> [SHORT EXERCISE]
Starting with the line that contains "the form [683,209].", set down each line through the end of the entries below, exactly and with nothing added.

[Dataset excerpt]
===============

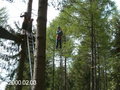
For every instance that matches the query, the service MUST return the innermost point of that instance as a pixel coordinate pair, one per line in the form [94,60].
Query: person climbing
[25,22]
[59,38]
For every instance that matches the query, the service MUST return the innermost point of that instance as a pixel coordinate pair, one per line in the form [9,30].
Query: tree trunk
[21,64]
[39,63]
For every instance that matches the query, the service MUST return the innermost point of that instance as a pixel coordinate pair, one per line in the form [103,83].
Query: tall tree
[40,60]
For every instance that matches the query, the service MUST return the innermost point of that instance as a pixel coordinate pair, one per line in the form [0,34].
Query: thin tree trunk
[53,83]
[65,73]
[40,60]
[21,64]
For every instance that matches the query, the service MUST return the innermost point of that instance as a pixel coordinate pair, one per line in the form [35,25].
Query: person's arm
[22,15]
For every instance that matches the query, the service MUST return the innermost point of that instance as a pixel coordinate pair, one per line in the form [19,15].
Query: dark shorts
[24,26]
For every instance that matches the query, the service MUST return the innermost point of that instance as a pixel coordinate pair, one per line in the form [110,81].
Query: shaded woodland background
[90,57]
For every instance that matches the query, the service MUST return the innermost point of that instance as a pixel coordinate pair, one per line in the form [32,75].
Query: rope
[29,56]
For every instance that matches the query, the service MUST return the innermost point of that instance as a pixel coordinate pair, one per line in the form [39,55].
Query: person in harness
[59,38]
[27,23]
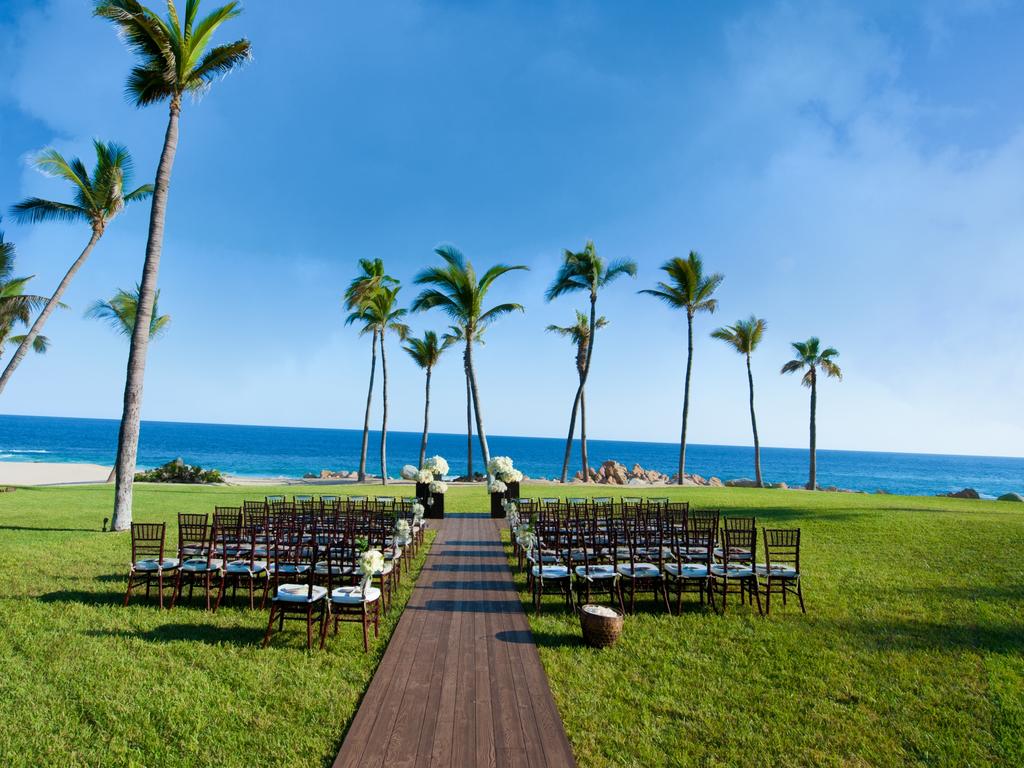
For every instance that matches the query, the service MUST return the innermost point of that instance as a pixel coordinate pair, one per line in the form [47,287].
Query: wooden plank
[461,683]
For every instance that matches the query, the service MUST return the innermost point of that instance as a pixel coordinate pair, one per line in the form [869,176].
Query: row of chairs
[667,547]
[301,559]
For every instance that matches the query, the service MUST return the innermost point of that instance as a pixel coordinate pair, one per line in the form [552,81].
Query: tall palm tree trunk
[812,482]
[37,327]
[361,476]
[583,435]
[132,412]
[686,395]
[469,423]
[583,383]
[384,416]
[476,404]
[426,421]
[754,426]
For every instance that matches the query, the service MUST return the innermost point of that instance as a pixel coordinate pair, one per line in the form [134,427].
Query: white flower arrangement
[402,532]
[502,470]
[437,465]
[525,537]
[371,563]
[499,465]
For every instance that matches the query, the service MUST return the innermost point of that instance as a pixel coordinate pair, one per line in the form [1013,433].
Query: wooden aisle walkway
[461,682]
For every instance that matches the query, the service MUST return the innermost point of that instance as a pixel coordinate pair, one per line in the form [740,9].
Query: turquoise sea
[291,452]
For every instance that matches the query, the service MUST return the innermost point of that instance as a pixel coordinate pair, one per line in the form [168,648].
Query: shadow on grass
[93,598]
[541,639]
[43,530]
[176,633]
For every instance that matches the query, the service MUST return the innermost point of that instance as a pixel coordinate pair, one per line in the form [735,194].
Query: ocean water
[291,452]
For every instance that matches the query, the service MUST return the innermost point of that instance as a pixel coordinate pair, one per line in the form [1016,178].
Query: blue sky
[855,170]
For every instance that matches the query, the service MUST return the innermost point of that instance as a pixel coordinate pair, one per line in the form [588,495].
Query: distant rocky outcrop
[965,494]
[328,474]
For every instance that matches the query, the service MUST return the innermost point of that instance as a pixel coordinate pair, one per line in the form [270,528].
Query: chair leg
[269,626]
[131,578]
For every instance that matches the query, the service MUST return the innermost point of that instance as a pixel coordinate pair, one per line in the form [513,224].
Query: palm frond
[37,210]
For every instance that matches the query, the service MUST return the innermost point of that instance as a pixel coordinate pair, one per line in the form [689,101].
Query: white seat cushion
[777,570]
[551,571]
[242,566]
[734,570]
[688,570]
[151,564]
[734,554]
[593,572]
[199,565]
[299,593]
[639,570]
[288,567]
[354,595]
[336,568]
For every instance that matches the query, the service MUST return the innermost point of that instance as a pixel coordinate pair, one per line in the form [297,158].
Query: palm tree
[426,352]
[358,291]
[15,305]
[174,58]
[744,337]
[120,312]
[457,333]
[690,290]
[810,357]
[379,314]
[585,271]
[580,334]
[456,291]
[97,200]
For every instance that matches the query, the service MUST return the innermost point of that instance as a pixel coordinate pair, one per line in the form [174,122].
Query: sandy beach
[50,473]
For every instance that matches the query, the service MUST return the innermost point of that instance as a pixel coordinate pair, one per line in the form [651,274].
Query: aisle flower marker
[505,483]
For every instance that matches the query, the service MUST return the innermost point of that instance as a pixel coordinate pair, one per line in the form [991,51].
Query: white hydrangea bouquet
[500,467]
[437,465]
[402,532]
[525,537]
[371,563]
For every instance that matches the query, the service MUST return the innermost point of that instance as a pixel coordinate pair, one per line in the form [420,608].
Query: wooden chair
[350,600]
[246,567]
[147,558]
[642,573]
[690,568]
[597,568]
[731,576]
[547,565]
[781,566]
[300,599]
[205,568]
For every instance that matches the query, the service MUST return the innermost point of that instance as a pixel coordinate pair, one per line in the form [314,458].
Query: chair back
[147,541]
[781,548]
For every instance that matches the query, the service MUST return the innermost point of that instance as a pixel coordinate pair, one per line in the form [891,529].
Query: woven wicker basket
[598,631]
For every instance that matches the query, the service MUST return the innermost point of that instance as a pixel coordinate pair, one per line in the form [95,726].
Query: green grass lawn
[86,682]
[910,651]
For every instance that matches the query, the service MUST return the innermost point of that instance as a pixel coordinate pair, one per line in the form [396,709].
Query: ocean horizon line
[590,439]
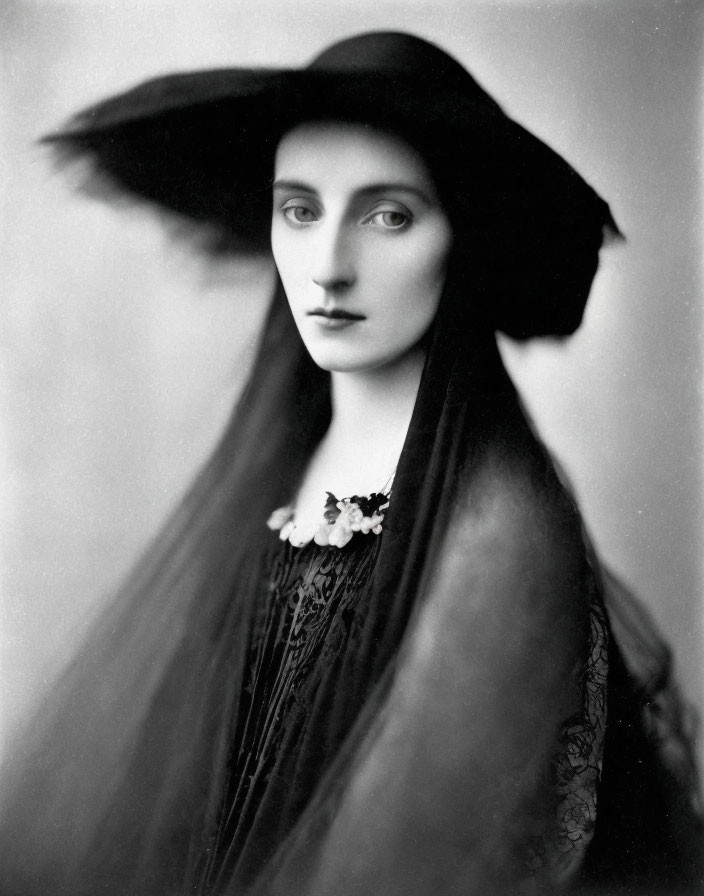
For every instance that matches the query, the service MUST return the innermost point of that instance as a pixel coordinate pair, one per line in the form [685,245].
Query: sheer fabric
[467,674]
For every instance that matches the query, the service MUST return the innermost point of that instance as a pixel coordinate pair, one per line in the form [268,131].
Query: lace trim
[576,765]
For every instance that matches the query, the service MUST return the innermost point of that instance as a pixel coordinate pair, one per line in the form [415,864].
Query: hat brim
[202,145]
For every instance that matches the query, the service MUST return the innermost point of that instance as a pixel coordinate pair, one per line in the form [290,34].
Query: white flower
[337,533]
[280,517]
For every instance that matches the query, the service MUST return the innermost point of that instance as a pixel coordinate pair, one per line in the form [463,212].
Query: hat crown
[395,53]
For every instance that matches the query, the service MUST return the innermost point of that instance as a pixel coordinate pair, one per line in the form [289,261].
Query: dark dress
[308,619]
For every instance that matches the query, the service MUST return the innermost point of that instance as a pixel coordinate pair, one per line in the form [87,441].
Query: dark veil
[435,737]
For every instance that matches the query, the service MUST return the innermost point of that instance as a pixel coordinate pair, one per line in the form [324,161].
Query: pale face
[360,241]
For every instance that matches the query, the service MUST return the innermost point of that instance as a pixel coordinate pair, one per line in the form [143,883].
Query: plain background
[122,352]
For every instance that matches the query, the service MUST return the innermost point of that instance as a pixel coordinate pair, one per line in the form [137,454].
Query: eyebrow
[367,189]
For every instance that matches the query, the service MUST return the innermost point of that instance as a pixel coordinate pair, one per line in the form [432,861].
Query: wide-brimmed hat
[202,145]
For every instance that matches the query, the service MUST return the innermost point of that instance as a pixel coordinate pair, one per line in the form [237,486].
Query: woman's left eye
[389,219]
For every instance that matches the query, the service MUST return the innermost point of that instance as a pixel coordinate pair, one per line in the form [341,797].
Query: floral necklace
[341,519]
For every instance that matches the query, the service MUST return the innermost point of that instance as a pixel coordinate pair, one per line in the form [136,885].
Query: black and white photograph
[352,403]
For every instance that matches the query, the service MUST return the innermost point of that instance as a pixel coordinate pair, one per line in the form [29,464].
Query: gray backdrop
[121,352]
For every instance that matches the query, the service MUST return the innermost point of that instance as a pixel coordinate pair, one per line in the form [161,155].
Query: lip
[334,318]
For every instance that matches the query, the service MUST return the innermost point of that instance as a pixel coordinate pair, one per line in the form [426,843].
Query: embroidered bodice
[309,619]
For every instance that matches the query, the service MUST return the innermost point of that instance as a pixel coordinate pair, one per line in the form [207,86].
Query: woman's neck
[371,412]
[375,404]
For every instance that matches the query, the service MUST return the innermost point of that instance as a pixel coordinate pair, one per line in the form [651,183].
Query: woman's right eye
[299,214]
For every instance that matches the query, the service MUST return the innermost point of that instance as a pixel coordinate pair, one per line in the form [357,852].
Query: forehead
[349,154]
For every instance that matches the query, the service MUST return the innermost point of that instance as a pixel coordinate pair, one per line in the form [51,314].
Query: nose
[333,268]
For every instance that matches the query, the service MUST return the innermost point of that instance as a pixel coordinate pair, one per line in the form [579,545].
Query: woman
[413,685]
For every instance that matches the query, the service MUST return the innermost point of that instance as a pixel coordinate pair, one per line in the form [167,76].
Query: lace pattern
[576,766]
[309,615]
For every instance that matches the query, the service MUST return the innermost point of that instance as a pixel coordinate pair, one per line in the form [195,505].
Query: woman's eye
[389,220]
[299,214]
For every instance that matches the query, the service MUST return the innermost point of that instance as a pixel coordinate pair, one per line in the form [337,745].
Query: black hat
[202,144]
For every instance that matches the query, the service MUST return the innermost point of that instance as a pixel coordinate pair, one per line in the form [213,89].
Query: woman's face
[360,241]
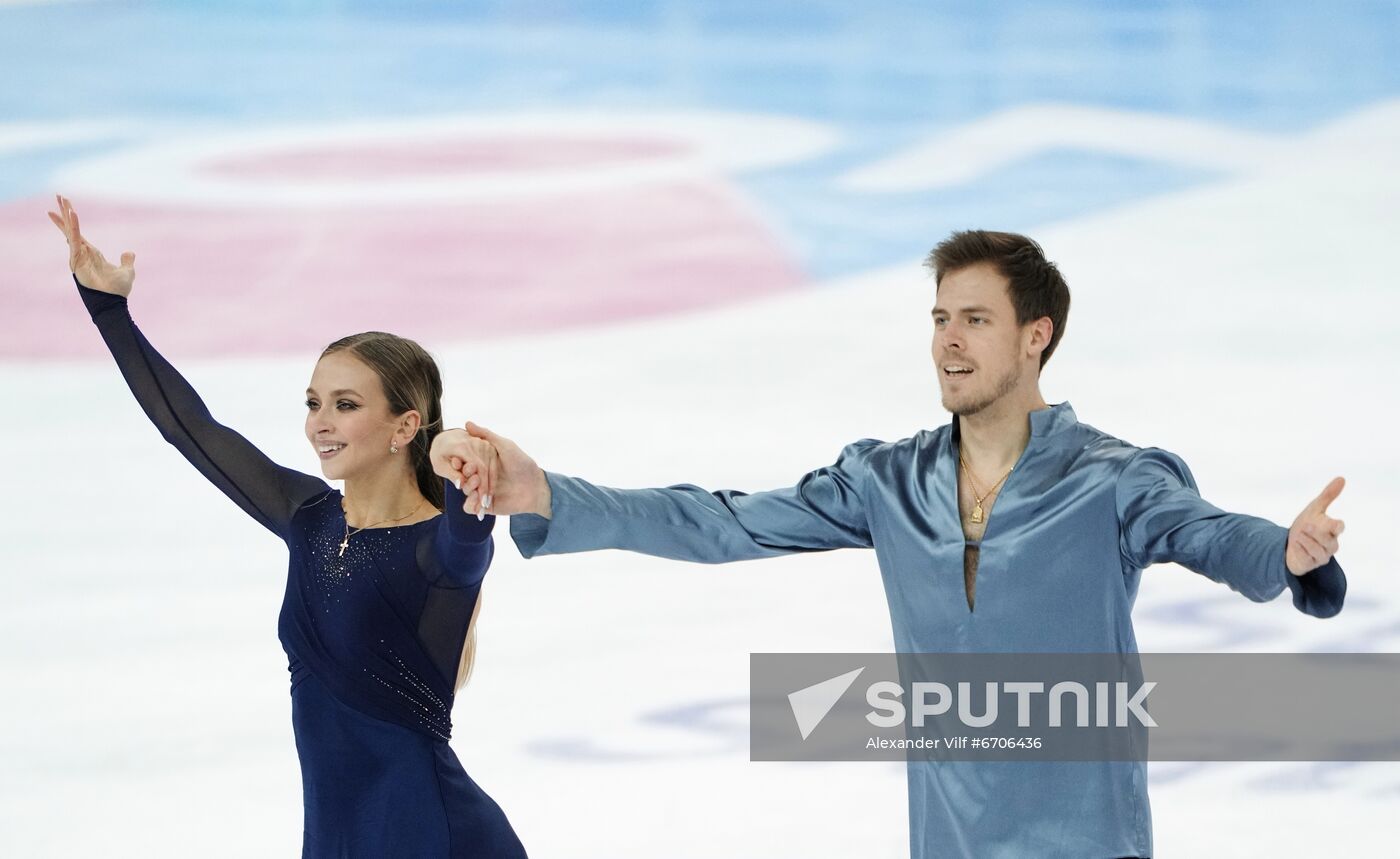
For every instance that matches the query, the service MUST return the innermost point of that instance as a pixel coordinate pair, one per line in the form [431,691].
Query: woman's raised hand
[87,262]
[471,463]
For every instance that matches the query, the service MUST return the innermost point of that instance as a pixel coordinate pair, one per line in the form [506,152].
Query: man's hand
[513,481]
[468,462]
[1312,539]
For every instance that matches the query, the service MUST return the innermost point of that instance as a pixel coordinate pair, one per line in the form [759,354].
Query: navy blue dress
[373,635]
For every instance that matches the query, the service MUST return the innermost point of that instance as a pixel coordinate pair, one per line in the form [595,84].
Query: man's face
[977,344]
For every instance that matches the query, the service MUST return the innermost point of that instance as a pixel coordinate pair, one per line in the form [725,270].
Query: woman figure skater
[384,579]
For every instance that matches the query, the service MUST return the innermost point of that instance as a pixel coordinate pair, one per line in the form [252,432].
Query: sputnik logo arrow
[811,704]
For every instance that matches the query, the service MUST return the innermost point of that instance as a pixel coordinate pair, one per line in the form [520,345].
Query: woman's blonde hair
[412,381]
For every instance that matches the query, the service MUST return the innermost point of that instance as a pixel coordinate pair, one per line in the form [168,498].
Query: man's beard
[1005,385]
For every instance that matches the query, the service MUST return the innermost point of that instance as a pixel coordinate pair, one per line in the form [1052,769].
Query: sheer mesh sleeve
[462,546]
[266,491]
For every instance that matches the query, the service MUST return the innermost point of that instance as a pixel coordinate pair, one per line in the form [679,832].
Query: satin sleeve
[1164,519]
[683,522]
[262,488]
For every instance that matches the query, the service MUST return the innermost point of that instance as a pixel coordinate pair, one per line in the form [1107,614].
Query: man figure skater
[1014,529]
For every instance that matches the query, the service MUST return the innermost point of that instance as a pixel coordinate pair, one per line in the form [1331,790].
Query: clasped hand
[493,473]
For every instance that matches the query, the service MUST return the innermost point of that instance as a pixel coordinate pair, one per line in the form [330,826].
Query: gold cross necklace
[349,533]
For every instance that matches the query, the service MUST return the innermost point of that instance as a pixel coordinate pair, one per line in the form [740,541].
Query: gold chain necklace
[976,511]
[349,533]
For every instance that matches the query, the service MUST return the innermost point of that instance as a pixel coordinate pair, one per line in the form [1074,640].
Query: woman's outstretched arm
[266,491]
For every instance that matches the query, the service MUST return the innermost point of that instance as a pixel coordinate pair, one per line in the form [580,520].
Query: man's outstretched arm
[1162,518]
[553,514]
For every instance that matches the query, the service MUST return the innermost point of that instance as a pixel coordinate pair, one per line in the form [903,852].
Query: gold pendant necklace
[976,509]
[349,533]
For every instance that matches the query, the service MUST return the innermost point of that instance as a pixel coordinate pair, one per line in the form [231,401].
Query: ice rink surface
[654,245]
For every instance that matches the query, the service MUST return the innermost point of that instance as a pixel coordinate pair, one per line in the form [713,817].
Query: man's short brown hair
[1036,286]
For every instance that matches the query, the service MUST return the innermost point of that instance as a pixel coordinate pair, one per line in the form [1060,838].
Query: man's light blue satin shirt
[1066,543]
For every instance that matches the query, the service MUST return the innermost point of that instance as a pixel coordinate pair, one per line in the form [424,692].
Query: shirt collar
[1043,421]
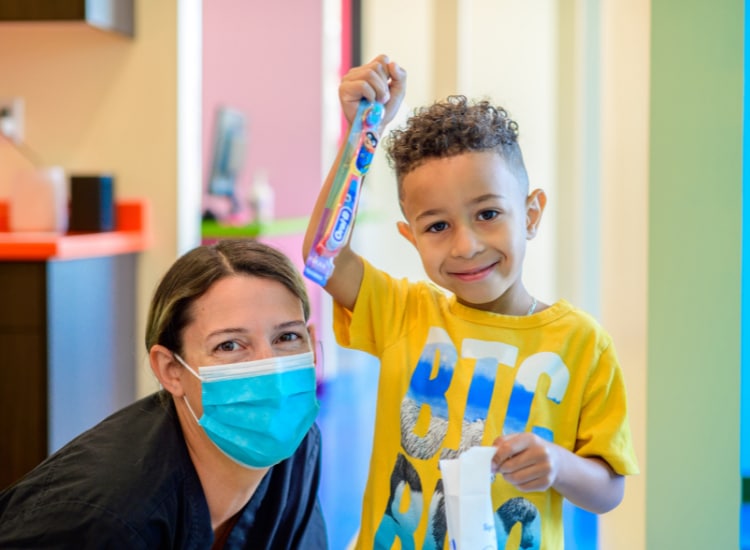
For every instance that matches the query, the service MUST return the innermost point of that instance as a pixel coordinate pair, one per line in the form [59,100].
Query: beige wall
[99,102]
[624,227]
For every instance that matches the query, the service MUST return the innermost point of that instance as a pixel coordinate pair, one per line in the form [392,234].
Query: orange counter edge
[132,234]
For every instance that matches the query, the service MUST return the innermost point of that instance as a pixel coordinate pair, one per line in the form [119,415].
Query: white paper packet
[468,502]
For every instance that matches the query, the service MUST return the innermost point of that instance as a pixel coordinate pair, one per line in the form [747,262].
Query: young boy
[485,363]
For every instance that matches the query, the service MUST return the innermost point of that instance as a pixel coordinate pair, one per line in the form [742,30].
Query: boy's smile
[469,218]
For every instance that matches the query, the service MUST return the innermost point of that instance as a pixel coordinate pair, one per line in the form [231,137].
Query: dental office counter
[67,333]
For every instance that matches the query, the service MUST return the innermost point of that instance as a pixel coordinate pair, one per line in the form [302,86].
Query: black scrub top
[129,483]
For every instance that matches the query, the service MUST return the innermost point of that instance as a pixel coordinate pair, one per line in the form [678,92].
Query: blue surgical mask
[258,412]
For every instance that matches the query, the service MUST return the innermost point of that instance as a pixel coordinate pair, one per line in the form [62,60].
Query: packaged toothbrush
[341,205]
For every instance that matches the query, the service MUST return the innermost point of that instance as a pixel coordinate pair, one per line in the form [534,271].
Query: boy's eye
[437,227]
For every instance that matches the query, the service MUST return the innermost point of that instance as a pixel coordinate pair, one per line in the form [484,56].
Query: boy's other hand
[379,80]
[526,461]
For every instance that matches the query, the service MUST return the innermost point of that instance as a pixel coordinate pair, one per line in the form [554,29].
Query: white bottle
[262,198]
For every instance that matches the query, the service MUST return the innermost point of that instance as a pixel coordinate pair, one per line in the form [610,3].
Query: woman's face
[242,318]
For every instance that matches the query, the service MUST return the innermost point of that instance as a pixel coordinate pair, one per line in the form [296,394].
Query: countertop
[132,234]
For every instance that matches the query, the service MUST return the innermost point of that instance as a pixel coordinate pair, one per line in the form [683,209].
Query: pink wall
[264,58]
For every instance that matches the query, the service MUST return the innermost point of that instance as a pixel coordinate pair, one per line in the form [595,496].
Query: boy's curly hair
[452,127]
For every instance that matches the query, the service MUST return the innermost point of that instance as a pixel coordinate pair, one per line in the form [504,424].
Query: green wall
[695,195]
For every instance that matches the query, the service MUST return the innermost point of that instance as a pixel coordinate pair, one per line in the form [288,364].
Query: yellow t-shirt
[452,377]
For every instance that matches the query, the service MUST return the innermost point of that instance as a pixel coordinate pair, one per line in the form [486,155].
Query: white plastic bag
[468,502]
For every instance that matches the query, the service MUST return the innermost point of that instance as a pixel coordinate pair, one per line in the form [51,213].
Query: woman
[226,455]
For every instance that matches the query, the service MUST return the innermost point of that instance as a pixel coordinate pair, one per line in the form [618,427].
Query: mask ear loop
[184,364]
[198,376]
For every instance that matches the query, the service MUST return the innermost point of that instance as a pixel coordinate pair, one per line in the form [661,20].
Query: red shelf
[131,235]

===============

> [FINAL ANSWER]
For every instance that matches the query, the service MUST return the innermost point of that instance as a pixel coordinate pair, one per line in the form [683,209].
Query: pink wall
[264,58]
For every instance that matches the query, the service MUST return the innermost point of that instance as a pixel coordinate pair, one per line in the form [595,496].
Query: boy's curly hair
[452,127]
For every instance that matches the query, the service MUST return the innermost point of that instance as a pixel coordinate pair, one per line in the form [504,424].
Query: green wall
[695,195]
For every instance that matches the query, the service MUST return the innermost point of that instance as a pixel coordinate pair, one per line in the form [288,364].
Query: yellow t-shirt
[452,377]
For every instance that matches the query, the service MUST return the innermost point of that instance as a pixel coordinate pair, one per line in the form [486,155].
Query: white plastic bag
[468,502]
For every instance that matches the query, the service MUST return the innermost point of that instance as a pixel coordinate pair, one per line in the form [51,213].
Query: woman
[226,455]
For every instance that matches the query, the service MUST return the innermost point of that instance as a pixel coordinate pair, one per line in the form [618,427].
Query: mask ear loop
[184,364]
[198,376]
For every instance that matches the query, the service MUST return the innermost point of that instance as a pixel coordinate pair, one per line in the form [661,20].
Query: red shelf
[131,235]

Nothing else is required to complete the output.